* start *
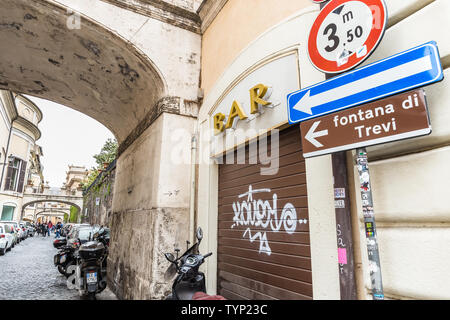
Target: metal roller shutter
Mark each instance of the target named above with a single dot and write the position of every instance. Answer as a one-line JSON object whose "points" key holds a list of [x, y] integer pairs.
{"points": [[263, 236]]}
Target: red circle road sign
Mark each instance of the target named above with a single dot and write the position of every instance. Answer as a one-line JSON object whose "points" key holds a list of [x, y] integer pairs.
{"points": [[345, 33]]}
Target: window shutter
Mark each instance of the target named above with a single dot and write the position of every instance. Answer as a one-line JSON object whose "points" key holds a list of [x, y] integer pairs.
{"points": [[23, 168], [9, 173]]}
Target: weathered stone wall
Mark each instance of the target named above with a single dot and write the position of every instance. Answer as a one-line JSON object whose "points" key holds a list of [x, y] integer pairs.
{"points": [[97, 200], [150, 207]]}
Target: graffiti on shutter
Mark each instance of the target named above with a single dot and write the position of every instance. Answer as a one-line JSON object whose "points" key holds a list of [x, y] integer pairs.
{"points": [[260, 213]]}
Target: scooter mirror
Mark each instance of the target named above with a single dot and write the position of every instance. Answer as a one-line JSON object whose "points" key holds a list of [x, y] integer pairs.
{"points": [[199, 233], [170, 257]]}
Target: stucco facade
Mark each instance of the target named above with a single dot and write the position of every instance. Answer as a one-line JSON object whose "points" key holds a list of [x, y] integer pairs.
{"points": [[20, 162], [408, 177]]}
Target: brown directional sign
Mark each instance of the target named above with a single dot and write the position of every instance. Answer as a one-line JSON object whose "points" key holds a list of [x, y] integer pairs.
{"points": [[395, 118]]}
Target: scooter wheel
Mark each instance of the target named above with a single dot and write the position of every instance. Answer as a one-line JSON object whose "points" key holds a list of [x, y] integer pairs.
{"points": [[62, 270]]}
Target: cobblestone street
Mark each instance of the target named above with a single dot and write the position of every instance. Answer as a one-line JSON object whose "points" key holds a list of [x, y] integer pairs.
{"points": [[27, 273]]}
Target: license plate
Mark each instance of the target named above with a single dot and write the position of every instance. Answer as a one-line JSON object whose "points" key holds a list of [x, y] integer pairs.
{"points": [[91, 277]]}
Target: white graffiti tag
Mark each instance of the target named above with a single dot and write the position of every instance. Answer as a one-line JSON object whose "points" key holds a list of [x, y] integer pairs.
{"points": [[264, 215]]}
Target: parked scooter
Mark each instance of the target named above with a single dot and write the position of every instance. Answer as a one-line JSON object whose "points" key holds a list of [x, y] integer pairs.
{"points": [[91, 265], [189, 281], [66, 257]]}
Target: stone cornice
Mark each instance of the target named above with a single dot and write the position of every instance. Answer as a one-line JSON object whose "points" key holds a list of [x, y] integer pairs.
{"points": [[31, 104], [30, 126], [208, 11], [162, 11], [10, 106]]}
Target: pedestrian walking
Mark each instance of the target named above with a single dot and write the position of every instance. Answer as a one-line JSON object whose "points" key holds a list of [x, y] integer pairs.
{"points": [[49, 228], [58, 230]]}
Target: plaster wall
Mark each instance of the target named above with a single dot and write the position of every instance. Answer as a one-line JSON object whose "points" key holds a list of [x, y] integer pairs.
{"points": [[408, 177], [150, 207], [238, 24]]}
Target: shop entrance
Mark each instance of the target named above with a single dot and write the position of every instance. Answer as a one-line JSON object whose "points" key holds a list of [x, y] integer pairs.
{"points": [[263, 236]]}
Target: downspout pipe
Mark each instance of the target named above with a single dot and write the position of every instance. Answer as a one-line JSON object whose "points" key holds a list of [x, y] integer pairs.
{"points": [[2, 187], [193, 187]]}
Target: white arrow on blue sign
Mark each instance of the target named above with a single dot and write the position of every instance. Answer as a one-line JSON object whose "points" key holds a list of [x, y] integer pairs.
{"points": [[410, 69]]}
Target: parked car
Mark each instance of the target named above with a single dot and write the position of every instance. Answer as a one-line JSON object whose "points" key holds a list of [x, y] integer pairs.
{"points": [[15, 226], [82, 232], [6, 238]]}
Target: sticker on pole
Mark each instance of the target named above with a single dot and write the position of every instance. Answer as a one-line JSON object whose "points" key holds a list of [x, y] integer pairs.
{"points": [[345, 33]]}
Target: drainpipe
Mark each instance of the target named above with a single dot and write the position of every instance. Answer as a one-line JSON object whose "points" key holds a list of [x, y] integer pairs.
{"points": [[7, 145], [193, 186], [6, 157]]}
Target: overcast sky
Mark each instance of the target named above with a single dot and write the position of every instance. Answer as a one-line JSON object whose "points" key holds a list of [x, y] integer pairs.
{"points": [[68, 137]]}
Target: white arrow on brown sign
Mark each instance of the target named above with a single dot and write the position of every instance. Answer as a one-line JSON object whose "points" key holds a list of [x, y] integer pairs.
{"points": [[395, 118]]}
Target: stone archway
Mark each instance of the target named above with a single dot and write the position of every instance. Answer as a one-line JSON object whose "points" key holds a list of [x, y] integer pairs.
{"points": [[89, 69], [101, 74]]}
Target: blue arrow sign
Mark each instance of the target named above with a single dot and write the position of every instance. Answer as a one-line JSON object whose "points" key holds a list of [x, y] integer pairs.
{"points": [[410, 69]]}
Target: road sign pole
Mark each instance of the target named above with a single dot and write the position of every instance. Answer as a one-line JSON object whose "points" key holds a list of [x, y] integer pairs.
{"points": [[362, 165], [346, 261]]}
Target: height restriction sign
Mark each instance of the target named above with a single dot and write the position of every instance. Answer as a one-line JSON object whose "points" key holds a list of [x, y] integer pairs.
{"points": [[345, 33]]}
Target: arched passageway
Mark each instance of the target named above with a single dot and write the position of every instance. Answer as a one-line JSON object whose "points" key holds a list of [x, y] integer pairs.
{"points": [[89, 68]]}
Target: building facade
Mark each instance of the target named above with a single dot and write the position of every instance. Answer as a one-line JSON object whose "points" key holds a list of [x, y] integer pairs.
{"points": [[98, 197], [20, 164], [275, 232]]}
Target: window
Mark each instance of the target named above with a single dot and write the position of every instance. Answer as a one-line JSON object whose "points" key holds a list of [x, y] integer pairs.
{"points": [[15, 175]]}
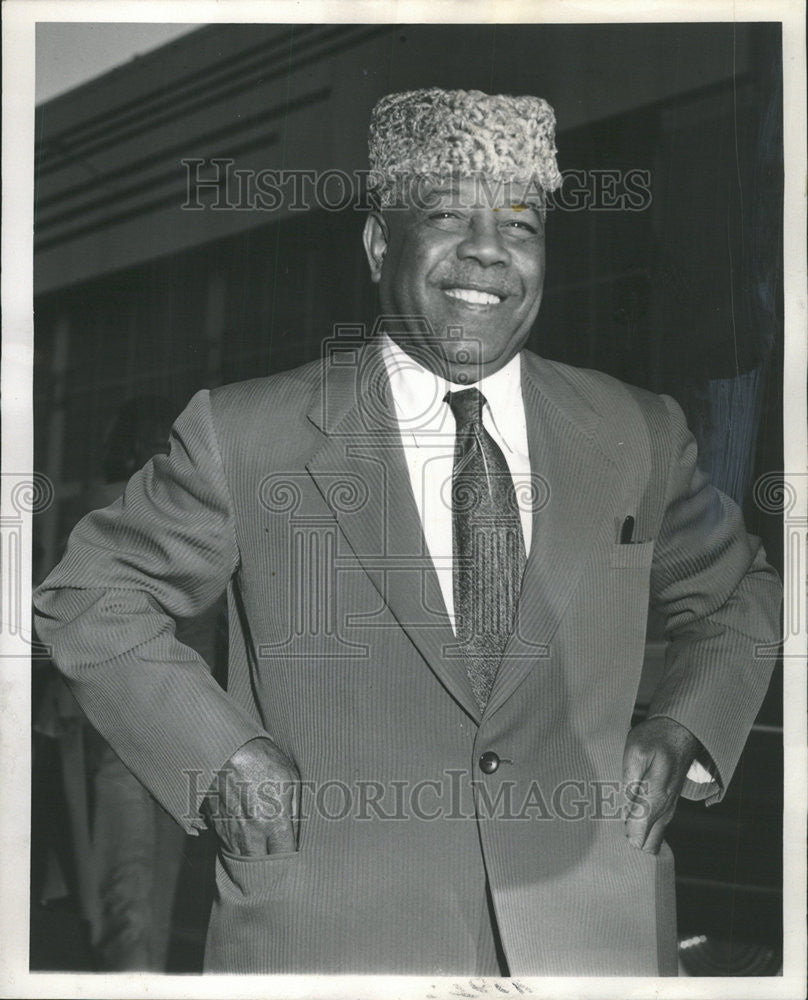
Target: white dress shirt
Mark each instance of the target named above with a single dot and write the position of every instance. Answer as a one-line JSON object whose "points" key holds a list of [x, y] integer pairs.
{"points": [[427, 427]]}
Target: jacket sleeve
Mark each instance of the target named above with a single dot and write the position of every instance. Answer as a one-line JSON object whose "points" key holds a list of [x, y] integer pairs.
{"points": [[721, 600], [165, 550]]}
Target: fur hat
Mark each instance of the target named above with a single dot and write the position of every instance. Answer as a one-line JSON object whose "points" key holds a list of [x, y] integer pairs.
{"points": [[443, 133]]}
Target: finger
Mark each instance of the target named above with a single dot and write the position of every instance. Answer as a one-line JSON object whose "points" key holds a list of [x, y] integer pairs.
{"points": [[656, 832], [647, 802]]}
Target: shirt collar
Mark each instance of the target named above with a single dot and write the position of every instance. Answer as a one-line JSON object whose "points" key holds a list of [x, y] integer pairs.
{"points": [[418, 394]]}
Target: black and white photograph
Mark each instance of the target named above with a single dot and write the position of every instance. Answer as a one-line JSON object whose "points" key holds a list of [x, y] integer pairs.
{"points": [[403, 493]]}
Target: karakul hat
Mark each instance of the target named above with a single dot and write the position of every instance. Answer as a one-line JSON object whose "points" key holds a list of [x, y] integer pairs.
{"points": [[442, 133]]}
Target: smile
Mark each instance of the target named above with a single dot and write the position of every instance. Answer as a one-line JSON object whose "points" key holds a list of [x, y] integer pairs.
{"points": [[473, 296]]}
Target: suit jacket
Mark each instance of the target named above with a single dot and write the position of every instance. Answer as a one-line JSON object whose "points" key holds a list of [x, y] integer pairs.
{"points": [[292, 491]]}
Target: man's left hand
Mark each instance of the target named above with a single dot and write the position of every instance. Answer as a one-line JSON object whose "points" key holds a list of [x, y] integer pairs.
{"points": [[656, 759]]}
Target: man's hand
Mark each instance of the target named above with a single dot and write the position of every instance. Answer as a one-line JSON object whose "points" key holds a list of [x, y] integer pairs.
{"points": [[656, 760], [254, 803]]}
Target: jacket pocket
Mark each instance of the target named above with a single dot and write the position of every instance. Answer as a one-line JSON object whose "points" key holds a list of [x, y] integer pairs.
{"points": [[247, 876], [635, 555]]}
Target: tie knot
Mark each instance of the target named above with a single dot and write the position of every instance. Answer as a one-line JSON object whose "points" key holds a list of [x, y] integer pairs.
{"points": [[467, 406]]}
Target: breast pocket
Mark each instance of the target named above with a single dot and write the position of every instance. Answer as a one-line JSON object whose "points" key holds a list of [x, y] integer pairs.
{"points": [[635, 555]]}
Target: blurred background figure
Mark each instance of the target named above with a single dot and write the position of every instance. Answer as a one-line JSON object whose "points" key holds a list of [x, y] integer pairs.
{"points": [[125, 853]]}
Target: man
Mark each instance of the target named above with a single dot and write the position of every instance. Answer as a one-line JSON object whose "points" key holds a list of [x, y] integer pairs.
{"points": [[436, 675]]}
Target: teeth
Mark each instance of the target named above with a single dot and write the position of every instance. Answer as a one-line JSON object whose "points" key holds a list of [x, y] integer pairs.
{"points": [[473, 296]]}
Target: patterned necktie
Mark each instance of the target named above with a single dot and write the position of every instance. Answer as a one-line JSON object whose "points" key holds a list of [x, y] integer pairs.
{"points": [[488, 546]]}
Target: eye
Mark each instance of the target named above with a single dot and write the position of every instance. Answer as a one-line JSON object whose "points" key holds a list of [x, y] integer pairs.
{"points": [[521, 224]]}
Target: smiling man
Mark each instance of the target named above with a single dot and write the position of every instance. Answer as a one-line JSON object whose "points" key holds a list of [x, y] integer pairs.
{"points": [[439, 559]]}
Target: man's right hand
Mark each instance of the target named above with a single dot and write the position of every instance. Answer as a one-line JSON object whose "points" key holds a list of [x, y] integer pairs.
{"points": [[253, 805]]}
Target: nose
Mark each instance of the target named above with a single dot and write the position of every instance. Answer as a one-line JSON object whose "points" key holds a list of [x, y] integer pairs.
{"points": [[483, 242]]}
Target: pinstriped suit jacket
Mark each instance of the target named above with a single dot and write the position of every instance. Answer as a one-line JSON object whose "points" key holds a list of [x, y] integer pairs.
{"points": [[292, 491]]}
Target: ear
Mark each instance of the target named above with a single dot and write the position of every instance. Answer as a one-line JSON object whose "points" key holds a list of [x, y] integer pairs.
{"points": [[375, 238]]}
* end *
PROBLEM TO WORK ON —
Please repeat, unchanged, the part of the material above that opens with the line containing "Target: smiling man" and closes with the last line of the material, including both of those lines.

RESPONSE TO THE EXERCISE —
Target: smiling man
Mark each instance of the target named above with a single dot and write the position of every instance. Answer as a one-line JSON object whose "points" key holds a list of [x, y] integer pairs.
{"points": [[439, 559]]}
Target: man's right hand
Mark each instance of the target named above with a single dot and write the position of every instance. Answer as a one-line JSON object whose "points" key holds a list of [x, y] integer pairs.
{"points": [[253, 805]]}
Target: nose
Mark each instance of the target named above with a single dot and write the position of every instance. Answer as a one-line JSON object whose "points" key holds a list of [x, y] integer pairs.
{"points": [[483, 242]]}
Target: pinstriped suit jacket
Mark each instance of the target named above with a single dot and write the position of every instance. Answer as a one-line JSON object whose "points" key holds a list of [x, y] integer pairs.
{"points": [[292, 491]]}
Target: ear
Mark each instance of the target named above with a single dot and write the position of every instance. Answer as a one-line JSON object whose "points" key holds a list of [x, y] integer pairs.
{"points": [[375, 238]]}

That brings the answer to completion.